··· DATA SECTION ···

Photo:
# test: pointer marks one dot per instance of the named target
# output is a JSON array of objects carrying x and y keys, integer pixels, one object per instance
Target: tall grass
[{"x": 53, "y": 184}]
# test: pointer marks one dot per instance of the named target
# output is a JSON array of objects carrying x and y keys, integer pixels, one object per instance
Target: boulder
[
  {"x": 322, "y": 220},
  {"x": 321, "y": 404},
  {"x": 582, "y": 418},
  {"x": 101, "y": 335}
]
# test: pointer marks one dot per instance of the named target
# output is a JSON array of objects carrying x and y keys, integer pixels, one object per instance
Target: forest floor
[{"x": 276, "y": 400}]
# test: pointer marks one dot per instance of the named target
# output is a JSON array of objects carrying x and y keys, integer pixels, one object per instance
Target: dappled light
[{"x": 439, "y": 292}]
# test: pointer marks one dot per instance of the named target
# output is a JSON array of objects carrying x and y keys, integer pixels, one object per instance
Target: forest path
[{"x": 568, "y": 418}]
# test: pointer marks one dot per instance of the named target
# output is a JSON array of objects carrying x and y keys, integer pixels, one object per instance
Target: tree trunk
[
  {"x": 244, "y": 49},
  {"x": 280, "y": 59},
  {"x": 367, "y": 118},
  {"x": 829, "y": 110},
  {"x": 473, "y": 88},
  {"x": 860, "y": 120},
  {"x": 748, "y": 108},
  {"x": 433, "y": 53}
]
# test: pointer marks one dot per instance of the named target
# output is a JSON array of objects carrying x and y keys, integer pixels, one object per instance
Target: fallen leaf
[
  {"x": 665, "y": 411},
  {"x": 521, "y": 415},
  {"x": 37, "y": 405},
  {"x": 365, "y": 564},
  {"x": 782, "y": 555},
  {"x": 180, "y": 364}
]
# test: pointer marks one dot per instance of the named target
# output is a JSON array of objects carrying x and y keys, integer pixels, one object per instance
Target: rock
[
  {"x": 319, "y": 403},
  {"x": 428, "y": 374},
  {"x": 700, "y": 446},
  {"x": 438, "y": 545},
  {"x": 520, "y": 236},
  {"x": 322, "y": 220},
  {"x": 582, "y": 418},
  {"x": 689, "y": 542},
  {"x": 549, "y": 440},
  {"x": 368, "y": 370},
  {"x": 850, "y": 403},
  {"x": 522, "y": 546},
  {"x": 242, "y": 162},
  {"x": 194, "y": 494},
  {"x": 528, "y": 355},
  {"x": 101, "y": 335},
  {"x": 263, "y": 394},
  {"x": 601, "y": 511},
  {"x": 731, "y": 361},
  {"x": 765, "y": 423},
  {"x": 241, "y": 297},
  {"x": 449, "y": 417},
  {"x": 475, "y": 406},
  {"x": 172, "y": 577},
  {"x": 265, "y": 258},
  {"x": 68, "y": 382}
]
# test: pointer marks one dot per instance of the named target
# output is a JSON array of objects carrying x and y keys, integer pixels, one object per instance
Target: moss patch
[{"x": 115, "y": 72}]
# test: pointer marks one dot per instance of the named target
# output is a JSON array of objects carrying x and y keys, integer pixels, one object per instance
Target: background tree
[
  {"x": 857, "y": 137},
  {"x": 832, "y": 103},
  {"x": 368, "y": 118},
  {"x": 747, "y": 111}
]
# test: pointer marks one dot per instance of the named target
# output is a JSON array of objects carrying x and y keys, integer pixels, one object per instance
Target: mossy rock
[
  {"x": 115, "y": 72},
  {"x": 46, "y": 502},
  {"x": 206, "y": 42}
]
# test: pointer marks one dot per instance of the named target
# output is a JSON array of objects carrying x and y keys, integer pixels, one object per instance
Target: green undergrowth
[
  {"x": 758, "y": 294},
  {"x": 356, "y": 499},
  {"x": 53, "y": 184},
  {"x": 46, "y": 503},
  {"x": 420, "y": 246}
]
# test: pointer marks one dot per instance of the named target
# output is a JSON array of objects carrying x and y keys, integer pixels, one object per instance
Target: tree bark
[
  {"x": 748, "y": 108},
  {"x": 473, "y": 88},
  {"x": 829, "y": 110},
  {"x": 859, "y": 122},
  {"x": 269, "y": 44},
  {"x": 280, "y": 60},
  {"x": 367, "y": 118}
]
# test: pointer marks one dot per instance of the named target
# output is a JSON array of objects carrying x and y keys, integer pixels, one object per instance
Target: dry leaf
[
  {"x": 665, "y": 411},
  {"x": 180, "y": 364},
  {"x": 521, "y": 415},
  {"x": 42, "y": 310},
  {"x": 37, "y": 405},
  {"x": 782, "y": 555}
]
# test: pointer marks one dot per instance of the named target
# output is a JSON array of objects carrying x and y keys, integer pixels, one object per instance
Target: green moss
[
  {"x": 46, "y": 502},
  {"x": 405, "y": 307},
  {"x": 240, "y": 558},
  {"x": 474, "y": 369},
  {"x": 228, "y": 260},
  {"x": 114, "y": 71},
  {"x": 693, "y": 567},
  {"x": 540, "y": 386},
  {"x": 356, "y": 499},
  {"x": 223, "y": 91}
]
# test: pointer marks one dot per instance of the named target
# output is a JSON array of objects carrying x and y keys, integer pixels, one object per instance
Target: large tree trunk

···

* [TASK GOAL]:
The required output is the lines from the one holding "Target: tree bark" through the last line of the entries above, copied exactly.

* [YOUR RESPONSE]:
Target: tree bark
[
  {"x": 748, "y": 108},
  {"x": 473, "y": 88},
  {"x": 829, "y": 110},
  {"x": 859, "y": 122},
  {"x": 269, "y": 44},
  {"x": 280, "y": 60},
  {"x": 367, "y": 118}
]
# test: pointer marks one dot per instance of the named target
# output is a JSON array of objects carrying x and y keys, integer pixels, one object per instance
Target: dry leaf
[
  {"x": 665, "y": 411},
  {"x": 180, "y": 364},
  {"x": 521, "y": 415},
  {"x": 42, "y": 310},
  {"x": 37, "y": 405},
  {"x": 782, "y": 555}
]
# test: pointer marks one dot per instance of the named target
# output is a JSON array of objects carrying x and y keys, integer pixels, one object per instance
Target: green moss
[
  {"x": 46, "y": 502},
  {"x": 405, "y": 307},
  {"x": 240, "y": 558},
  {"x": 474, "y": 369},
  {"x": 228, "y": 260},
  {"x": 114, "y": 71},
  {"x": 693, "y": 567},
  {"x": 540, "y": 386},
  {"x": 356, "y": 499},
  {"x": 223, "y": 91}
]
# test: pointer marks one dot per instance of the named target
# output is a JSON array of objects carrying x and y keys, integer pixels, one object per instance
Target: large tree trunk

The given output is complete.